Given problem A>
What does the advice column call the basis of any relationship?
--- BEGIN Source extract ---
How do you maintain a long-term relationship? I’m really nervous my boyfriend is going to cheat on me during break and I want to try to keep things interesting so he won’t, but is it really possible to maintain a relationship with someone you don’t see?

Dear reader,

I find that making all of my lovers stay with me simply requires a few DIY tips from my Pinterest board. Perhaps a bedazzled chain? A papier-mâché box to keep all of the blackmail you have on him?

Maintaining a long-distance relationship is difficult. Sometimes absence makes the heart grow fonder, and other times, it makes both parties fonder for someone who will listen and lots of chocolate ice cream (not that I would know).

The basis of any relationship is trust. If you don’t have trust, you don’t have anything, especially in a long-distance relationship. If you’re this worried about a significant other cheating on you, then why be with him? There is no reason why you shouldn’t be with someone who is genuinely excited and thrilled to be with you — and only you. Christmas break is for visions of sugarplums in your head, not adultery.

Kristin is a junior studying journalism and culture editor of The Post.
--- END Source extract ---
Given problem B>
Repeat the listing word for word, starting with the line that contains "of the light" and going on through the end of the listing.
--- BEGIN Data for this task ---
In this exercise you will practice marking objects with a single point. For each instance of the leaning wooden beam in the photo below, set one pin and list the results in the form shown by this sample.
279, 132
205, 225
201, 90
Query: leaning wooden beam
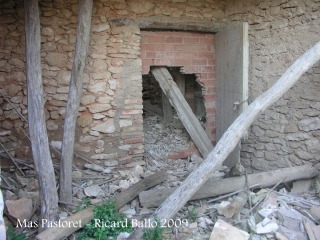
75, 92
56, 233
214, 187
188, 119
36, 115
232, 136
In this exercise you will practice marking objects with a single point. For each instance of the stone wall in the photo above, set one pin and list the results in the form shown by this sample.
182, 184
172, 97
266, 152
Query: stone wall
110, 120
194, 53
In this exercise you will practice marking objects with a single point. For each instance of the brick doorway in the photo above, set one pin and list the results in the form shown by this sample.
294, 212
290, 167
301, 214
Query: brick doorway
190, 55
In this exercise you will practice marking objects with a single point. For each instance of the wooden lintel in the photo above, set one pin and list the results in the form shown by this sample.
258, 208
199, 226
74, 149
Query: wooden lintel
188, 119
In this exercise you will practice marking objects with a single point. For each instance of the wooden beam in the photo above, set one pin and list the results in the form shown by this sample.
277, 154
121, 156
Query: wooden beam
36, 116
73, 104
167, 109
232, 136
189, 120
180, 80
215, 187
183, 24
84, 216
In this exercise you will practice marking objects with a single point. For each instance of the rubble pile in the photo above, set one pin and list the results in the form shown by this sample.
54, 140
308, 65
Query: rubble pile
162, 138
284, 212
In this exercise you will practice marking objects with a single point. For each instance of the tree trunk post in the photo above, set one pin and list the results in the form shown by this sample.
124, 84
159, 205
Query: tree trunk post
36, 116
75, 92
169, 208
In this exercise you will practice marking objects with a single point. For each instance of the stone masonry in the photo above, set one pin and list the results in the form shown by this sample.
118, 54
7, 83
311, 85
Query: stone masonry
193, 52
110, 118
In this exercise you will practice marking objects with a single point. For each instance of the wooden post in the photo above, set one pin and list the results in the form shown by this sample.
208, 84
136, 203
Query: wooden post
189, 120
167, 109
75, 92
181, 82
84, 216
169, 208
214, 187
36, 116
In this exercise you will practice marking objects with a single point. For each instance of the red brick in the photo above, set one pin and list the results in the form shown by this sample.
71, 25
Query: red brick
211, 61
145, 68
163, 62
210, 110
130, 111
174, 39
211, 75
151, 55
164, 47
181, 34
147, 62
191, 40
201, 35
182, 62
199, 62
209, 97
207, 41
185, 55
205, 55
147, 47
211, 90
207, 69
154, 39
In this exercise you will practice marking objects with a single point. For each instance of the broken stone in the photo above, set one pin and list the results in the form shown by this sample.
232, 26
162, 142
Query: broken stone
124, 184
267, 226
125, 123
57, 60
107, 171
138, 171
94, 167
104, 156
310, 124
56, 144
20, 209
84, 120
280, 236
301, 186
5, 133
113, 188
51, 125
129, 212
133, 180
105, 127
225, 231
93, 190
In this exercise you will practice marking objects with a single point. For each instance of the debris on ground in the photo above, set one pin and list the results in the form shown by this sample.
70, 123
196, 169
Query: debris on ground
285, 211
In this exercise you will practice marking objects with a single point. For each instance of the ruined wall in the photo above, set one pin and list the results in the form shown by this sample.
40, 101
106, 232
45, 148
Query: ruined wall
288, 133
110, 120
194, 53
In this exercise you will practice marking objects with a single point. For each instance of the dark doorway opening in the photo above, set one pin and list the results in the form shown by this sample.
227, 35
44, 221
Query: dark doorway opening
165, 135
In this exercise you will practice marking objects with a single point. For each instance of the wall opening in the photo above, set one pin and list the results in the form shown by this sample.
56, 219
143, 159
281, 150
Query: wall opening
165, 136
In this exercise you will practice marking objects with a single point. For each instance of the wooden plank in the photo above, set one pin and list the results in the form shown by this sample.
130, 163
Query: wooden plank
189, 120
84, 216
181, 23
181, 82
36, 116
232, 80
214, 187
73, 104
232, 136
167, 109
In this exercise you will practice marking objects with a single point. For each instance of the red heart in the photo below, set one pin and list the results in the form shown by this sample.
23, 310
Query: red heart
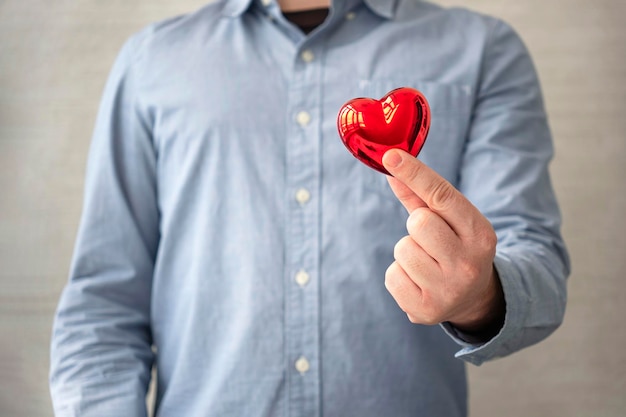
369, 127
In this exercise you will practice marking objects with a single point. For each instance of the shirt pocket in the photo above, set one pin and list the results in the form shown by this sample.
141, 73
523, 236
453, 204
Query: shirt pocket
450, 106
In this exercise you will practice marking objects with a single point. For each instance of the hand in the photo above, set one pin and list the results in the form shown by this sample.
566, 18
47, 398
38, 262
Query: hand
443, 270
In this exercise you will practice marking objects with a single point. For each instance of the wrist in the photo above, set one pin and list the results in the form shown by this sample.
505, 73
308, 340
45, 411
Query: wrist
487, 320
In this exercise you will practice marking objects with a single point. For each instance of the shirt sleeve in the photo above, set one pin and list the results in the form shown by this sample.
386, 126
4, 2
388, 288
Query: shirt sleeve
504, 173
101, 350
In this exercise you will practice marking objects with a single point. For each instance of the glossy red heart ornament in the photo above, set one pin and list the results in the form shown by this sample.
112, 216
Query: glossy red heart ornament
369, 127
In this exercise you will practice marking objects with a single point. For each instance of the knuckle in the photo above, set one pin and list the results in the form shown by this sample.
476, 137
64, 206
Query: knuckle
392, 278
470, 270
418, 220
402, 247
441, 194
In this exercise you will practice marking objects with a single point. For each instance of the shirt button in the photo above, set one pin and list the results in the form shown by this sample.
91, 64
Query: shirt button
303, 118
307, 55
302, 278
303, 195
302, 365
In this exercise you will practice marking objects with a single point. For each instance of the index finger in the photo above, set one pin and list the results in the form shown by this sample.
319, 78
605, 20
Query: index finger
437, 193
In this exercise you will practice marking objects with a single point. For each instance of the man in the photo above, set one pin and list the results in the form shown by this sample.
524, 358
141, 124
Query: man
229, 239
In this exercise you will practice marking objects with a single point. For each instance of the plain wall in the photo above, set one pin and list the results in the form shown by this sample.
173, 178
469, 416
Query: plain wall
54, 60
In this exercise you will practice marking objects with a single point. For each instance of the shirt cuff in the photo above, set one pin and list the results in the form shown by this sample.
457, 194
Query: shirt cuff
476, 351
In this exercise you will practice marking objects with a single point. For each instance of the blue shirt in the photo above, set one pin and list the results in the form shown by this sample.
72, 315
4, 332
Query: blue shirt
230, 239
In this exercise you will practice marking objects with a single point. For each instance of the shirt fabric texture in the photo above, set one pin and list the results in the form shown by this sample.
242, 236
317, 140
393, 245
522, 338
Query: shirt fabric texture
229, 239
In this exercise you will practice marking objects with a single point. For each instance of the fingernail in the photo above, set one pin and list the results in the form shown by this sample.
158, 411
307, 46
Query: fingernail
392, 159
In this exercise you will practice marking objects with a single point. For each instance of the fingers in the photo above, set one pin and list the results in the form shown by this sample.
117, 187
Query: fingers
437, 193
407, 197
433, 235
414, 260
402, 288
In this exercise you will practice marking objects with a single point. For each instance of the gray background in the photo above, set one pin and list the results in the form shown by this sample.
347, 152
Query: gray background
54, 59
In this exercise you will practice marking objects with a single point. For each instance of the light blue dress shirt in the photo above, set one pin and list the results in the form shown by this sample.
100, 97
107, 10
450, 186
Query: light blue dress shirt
--- END Data for this task ---
Exercise result A>
Trust.

Exercise result B>
In this exercise you will practice marking objects with a single point. For each instance of the light blue dress shirt in the photo above, set one pin and list the results in the form shown by this sample.
100, 97
107, 10
450, 186
Query: light blue dress shirt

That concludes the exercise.